**To be done**
Rewrite every line of the listing from the line containing "of the paved" through the end of the listing, inclusive, and leave the request text unchanged. Multiply each x and y coordinate in the answers by 0.7 and round to a whole number, with halves rounded up.

Records excerpted from a collection
****************************************

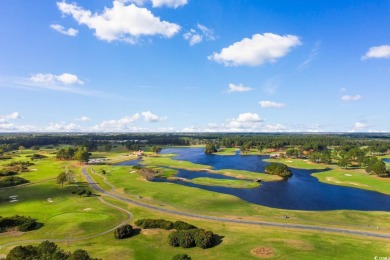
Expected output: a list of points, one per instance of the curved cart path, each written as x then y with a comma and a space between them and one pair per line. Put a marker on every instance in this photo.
251, 222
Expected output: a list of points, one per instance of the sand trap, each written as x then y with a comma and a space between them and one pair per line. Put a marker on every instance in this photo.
263, 252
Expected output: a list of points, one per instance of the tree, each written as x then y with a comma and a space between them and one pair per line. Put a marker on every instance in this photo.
46, 250
156, 149
124, 231
61, 178
107, 147
210, 148
21, 148
82, 154
278, 169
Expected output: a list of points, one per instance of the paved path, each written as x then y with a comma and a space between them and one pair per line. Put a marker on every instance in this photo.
69, 239
251, 222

****************************************

**Answer**
Expected output: a list of points, one per instance of the paved path, each written as x then y with a comma and a space between them and one pair per line. Put a marker on every instance in this photo.
48, 167
176, 155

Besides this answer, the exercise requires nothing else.